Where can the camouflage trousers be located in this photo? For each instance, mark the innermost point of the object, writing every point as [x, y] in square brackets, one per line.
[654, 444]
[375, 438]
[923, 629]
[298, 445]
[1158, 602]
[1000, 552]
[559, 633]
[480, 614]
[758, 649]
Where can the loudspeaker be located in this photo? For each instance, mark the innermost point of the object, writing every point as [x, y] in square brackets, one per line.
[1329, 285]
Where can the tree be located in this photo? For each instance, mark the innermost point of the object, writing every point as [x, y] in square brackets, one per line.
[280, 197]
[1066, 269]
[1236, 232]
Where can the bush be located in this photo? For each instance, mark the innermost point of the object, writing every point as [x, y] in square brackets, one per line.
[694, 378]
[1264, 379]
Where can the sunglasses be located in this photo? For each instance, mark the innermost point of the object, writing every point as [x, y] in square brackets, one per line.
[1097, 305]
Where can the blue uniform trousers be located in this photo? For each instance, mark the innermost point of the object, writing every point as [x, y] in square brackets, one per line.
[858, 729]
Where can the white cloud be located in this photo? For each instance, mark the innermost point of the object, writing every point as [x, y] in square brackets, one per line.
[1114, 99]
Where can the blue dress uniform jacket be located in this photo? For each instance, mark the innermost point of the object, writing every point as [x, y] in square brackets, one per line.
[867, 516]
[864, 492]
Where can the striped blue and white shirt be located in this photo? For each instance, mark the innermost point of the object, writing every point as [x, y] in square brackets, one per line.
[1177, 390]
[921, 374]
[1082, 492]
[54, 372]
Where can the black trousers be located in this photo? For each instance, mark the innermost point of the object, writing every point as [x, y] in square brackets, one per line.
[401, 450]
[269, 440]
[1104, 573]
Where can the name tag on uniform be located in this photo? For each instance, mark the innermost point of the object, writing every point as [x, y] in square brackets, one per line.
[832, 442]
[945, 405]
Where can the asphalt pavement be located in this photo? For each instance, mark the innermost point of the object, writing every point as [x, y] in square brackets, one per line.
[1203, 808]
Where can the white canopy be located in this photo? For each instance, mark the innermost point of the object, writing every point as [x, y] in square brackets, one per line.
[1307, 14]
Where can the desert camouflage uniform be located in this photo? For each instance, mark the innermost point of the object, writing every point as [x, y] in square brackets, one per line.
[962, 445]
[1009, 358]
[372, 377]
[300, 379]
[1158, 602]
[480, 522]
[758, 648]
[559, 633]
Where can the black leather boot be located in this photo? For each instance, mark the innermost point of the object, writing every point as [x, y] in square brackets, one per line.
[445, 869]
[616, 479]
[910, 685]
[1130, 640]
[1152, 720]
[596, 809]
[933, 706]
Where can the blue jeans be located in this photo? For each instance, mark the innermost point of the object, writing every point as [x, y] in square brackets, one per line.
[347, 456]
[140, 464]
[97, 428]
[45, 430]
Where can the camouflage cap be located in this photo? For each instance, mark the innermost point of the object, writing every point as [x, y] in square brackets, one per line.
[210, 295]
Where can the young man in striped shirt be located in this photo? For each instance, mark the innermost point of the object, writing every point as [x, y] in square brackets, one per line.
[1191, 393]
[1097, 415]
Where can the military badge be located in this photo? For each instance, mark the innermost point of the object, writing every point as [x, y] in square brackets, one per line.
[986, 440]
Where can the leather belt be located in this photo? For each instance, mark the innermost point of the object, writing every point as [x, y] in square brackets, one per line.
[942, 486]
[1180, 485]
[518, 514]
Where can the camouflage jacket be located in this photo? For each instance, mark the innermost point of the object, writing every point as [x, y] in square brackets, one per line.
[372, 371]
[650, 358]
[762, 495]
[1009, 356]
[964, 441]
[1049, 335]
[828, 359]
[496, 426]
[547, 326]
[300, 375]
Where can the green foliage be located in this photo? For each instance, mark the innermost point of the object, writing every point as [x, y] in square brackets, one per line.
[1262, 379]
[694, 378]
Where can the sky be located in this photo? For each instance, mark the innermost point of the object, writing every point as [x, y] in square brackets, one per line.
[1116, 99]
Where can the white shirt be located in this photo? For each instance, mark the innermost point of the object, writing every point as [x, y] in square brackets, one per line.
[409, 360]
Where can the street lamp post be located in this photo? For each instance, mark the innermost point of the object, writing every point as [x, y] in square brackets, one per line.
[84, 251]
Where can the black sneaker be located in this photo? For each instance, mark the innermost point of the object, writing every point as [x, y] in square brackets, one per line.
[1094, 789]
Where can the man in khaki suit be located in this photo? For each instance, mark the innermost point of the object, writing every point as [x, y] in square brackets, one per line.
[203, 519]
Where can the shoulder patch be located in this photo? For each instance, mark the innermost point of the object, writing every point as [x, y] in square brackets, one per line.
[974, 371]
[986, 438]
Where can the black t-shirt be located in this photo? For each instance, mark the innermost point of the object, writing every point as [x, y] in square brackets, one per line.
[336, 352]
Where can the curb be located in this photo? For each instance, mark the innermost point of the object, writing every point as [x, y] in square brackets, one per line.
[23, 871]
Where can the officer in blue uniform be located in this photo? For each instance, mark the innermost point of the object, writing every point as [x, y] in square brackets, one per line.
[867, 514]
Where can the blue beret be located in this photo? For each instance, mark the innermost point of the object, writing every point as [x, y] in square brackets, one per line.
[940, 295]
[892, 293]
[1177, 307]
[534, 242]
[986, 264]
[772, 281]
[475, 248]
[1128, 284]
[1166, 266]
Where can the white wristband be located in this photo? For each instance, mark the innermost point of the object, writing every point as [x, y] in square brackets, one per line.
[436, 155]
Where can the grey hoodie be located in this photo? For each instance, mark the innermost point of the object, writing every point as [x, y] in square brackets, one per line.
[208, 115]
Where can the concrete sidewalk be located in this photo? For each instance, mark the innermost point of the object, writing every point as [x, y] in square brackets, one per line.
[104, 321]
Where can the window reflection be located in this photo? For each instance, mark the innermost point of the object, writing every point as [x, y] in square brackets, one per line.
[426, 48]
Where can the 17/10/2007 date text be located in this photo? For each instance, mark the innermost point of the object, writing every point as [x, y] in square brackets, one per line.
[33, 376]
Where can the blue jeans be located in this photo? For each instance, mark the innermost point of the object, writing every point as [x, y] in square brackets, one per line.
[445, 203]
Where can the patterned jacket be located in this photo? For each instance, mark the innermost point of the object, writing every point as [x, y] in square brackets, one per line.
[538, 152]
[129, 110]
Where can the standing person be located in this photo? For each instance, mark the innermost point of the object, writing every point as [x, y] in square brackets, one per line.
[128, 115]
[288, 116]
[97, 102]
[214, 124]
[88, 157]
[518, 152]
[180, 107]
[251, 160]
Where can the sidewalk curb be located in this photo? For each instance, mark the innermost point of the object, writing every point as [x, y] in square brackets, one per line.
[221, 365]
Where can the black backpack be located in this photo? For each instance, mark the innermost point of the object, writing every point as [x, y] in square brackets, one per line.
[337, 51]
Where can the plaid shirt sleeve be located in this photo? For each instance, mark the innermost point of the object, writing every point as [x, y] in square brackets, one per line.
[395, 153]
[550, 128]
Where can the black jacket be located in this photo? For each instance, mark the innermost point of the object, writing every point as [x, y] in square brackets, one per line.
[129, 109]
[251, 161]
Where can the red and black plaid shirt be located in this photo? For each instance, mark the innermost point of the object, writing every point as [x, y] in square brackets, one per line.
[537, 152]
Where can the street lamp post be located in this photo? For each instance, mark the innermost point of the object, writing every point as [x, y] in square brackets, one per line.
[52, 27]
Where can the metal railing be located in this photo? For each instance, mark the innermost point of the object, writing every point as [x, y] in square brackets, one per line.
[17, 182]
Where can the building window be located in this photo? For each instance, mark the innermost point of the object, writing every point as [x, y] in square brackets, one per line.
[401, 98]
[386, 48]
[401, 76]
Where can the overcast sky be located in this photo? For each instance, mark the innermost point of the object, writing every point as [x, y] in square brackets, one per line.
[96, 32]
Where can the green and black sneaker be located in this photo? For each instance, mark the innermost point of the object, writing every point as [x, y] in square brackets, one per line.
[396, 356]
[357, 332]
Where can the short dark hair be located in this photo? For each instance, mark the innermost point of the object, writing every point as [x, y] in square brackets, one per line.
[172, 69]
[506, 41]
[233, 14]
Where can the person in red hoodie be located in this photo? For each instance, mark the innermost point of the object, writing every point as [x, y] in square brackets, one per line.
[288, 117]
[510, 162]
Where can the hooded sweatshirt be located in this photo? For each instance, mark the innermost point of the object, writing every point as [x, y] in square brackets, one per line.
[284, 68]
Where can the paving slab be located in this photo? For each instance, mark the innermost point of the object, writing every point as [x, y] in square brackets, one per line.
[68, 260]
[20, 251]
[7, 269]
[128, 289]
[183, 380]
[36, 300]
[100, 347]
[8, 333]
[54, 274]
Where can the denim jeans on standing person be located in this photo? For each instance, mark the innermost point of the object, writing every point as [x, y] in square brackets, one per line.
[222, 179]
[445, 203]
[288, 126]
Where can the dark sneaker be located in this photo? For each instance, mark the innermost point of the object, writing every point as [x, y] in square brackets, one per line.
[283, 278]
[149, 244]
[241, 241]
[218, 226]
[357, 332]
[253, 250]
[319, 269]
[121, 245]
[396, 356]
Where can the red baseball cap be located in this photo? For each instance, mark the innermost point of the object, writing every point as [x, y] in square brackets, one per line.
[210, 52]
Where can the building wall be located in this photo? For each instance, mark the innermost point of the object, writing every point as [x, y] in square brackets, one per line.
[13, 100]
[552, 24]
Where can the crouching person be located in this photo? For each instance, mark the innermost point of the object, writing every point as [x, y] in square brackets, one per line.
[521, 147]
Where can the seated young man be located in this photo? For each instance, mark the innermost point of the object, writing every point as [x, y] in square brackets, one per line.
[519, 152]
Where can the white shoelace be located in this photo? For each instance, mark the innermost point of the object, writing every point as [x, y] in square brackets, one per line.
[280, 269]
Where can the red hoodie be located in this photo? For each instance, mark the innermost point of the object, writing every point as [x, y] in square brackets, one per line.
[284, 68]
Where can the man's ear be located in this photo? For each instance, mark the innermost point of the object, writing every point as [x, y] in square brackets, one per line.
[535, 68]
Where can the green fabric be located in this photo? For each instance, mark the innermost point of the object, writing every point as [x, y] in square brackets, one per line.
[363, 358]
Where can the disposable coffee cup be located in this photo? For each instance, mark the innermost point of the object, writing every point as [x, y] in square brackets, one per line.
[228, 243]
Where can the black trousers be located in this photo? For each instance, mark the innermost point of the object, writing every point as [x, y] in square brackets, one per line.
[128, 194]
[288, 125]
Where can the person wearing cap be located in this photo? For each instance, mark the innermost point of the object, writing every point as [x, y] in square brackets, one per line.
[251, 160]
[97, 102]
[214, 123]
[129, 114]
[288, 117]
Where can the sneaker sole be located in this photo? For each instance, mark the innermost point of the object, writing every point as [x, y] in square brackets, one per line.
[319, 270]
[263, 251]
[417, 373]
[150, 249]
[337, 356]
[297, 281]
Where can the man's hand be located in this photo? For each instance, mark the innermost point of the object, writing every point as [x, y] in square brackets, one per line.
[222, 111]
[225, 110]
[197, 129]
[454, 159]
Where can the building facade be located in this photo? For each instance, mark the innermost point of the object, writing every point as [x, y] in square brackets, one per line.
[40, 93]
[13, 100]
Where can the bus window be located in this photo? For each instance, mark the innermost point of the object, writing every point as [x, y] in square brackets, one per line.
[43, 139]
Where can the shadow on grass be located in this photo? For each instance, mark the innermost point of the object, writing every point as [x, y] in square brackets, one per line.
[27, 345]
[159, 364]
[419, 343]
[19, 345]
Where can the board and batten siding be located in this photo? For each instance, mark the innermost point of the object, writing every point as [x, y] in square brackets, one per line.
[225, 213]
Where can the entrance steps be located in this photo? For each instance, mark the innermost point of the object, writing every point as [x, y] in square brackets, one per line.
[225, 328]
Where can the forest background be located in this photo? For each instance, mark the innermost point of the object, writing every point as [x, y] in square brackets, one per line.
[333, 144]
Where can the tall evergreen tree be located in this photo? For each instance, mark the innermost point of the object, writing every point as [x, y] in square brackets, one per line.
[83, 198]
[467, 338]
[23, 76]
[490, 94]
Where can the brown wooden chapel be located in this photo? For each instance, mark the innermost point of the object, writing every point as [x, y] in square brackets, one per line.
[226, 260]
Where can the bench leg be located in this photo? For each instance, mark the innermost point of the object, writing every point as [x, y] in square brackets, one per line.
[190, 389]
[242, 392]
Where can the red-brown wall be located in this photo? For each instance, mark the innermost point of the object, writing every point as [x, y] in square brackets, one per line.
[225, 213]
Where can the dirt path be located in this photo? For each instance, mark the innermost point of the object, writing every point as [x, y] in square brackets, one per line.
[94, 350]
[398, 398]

____

What the exercise asks
Return, without alteration, every line of the material from the start down to the line containing "[1329, 285]", inclusive.

Correct response
Where can the camouflage trousers be located in this photo? For each instance, mark the innermost point of the object, writing every point as [x, y] in square brackets, one per line.
[654, 444]
[375, 438]
[923, 629]
[298, 445]
[1158, 602]
[1000, 552]
[559, 633]
[480, 614]
[758, 649]
Where can the loudspeaker be located in this photo? For each instance, mark the innermost point of the object, writing every point as [x, y] in square brackets, one per line.
[1329, 285]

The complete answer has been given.